→ GOAL OF THE EXERCISE
Your answer should consist of the lines below that hold the word "nose".

======== RECORDS FOR PROCESSING

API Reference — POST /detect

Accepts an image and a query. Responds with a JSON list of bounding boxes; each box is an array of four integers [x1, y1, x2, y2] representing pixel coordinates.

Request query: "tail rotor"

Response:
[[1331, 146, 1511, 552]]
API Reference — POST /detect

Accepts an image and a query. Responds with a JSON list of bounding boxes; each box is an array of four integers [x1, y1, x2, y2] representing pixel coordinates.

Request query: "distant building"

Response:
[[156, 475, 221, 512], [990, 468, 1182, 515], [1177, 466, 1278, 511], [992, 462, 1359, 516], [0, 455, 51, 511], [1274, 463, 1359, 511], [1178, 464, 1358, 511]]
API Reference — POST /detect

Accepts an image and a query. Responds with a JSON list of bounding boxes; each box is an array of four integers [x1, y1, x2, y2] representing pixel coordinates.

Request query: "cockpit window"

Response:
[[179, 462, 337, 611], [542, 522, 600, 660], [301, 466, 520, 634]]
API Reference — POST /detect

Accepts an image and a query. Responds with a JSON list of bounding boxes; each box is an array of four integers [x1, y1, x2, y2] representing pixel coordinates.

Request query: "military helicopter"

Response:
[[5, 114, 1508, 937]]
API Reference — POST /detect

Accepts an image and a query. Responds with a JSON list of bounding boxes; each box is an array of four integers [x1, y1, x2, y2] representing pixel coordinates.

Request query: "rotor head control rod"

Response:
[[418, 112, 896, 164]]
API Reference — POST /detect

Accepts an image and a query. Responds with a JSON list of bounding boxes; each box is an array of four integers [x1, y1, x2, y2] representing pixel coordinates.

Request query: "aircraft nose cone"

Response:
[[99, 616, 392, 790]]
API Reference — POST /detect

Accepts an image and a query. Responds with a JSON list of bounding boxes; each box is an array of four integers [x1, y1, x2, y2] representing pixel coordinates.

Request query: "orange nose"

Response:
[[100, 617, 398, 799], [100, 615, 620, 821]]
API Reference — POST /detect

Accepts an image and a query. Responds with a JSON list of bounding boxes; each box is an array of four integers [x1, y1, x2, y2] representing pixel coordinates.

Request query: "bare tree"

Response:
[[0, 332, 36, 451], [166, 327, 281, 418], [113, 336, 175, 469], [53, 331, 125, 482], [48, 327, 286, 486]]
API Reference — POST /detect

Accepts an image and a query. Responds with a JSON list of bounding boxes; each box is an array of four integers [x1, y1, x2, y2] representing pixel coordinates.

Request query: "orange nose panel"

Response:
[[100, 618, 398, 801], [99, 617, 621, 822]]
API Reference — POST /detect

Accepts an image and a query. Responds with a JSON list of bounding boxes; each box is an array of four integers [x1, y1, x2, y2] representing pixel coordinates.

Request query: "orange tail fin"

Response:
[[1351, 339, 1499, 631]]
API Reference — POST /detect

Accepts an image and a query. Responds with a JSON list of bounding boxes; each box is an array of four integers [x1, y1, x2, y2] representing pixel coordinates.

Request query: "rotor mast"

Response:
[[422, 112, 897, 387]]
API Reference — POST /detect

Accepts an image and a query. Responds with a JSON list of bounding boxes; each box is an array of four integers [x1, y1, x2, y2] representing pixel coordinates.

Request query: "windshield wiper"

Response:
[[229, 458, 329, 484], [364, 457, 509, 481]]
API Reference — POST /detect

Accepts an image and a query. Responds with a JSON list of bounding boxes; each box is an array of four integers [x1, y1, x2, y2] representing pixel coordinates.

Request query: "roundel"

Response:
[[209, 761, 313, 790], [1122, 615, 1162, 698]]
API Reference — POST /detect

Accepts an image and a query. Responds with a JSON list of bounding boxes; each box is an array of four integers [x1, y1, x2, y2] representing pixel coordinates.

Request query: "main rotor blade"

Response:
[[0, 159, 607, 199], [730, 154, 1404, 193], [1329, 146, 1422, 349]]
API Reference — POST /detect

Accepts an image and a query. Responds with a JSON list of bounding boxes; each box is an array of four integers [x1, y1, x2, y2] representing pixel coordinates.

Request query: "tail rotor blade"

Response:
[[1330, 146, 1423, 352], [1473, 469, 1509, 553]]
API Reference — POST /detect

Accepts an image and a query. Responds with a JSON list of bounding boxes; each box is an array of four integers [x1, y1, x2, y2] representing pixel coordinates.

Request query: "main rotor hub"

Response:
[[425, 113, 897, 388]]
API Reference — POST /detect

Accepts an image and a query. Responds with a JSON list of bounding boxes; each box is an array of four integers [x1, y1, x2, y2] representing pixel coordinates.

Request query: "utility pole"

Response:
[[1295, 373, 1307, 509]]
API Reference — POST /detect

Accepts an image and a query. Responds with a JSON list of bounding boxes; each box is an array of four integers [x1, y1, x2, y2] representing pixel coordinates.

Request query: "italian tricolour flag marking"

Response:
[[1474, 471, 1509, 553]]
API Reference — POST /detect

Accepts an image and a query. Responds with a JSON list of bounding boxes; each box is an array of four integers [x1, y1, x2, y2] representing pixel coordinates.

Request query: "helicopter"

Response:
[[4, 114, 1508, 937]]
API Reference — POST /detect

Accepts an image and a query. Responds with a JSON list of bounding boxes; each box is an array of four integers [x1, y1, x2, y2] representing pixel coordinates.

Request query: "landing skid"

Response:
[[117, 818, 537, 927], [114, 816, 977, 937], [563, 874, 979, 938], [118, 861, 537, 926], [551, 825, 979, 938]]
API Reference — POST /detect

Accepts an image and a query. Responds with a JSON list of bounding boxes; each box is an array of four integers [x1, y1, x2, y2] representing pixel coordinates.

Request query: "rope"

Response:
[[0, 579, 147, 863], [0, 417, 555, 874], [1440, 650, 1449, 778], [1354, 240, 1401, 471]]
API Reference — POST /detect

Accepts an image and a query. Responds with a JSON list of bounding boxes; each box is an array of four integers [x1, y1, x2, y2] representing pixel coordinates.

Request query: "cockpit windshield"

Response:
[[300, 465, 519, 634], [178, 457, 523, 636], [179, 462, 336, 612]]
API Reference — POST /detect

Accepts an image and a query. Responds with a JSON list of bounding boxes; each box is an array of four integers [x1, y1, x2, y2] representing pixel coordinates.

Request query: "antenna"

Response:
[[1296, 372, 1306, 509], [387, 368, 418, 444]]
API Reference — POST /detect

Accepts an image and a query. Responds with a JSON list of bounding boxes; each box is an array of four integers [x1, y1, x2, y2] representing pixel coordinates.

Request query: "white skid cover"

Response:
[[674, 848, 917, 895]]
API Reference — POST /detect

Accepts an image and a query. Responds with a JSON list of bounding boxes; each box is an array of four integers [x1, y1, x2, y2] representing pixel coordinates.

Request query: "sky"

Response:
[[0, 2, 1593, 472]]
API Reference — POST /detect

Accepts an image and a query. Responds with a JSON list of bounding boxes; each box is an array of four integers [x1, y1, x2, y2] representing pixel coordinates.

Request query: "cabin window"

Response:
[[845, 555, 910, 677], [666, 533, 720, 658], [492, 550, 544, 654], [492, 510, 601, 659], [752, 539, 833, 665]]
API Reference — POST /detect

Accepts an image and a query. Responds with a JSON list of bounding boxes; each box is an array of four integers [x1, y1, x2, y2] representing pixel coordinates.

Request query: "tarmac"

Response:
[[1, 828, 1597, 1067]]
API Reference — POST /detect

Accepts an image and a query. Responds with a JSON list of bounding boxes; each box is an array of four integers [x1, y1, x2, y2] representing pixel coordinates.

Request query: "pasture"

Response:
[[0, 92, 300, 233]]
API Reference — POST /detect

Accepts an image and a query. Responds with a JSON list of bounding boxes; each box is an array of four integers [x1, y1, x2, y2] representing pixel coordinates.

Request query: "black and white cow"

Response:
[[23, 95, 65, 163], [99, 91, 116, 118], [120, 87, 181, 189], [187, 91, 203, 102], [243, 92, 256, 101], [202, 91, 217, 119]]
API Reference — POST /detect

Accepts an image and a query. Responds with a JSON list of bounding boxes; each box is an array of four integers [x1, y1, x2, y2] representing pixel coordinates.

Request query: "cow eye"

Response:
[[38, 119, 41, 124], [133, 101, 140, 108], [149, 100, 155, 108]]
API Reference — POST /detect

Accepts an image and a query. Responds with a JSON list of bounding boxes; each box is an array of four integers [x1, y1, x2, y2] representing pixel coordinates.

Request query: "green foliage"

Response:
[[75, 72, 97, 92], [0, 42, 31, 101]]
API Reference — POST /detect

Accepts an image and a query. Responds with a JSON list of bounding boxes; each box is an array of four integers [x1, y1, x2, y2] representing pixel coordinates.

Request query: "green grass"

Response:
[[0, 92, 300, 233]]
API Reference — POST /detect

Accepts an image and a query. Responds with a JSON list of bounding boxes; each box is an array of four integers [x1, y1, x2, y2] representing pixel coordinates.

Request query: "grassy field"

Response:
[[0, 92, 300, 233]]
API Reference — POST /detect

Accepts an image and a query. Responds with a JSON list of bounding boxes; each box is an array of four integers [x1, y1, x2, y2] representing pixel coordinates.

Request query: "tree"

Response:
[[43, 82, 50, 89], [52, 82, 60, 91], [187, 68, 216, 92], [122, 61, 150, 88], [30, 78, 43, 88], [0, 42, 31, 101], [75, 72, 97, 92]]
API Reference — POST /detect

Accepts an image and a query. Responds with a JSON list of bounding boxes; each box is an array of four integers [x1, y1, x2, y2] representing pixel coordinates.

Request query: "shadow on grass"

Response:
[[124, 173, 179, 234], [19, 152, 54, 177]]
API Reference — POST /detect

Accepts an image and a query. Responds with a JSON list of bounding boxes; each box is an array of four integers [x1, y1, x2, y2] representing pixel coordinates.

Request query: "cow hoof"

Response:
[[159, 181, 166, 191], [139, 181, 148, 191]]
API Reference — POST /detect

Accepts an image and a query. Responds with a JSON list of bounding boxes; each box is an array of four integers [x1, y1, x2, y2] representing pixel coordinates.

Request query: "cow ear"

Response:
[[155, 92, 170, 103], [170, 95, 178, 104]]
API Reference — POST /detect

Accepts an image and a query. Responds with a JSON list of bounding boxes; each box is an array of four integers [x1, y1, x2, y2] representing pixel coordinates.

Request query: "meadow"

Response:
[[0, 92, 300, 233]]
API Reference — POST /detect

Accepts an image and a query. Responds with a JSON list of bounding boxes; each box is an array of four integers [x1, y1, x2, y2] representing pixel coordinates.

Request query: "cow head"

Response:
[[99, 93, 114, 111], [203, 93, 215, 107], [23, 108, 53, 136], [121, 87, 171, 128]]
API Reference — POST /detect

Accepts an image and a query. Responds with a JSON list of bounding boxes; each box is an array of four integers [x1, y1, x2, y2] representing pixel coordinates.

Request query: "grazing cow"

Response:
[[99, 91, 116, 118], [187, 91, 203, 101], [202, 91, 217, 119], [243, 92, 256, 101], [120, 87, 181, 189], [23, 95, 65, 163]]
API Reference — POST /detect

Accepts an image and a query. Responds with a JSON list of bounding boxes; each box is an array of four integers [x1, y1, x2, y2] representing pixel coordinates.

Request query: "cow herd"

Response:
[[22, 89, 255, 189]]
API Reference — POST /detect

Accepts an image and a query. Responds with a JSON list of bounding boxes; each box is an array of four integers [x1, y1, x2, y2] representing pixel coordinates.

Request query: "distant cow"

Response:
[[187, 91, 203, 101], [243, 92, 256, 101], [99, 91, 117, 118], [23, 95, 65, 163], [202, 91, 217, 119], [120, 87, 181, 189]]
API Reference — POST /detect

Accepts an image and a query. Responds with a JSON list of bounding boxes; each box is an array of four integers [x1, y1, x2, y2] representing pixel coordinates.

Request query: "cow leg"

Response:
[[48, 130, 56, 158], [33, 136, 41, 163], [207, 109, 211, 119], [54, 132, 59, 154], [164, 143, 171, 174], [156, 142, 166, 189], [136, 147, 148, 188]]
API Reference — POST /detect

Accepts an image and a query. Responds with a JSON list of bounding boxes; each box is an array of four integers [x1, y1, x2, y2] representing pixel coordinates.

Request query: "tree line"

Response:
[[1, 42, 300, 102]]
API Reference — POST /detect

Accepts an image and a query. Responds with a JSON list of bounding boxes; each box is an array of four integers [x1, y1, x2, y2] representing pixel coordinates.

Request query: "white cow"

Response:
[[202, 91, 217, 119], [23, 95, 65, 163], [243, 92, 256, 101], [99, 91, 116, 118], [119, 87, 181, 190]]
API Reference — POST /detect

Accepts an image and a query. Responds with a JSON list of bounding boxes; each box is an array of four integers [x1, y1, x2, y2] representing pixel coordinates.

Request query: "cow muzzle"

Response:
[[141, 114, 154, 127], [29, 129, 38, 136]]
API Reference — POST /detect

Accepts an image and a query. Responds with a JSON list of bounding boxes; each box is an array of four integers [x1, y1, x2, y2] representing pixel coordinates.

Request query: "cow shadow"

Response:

================

→ RESPONSE BOX
Request query: "aircraft nose cone"
Request query: "orange nose"
Request query: "orange nose panel"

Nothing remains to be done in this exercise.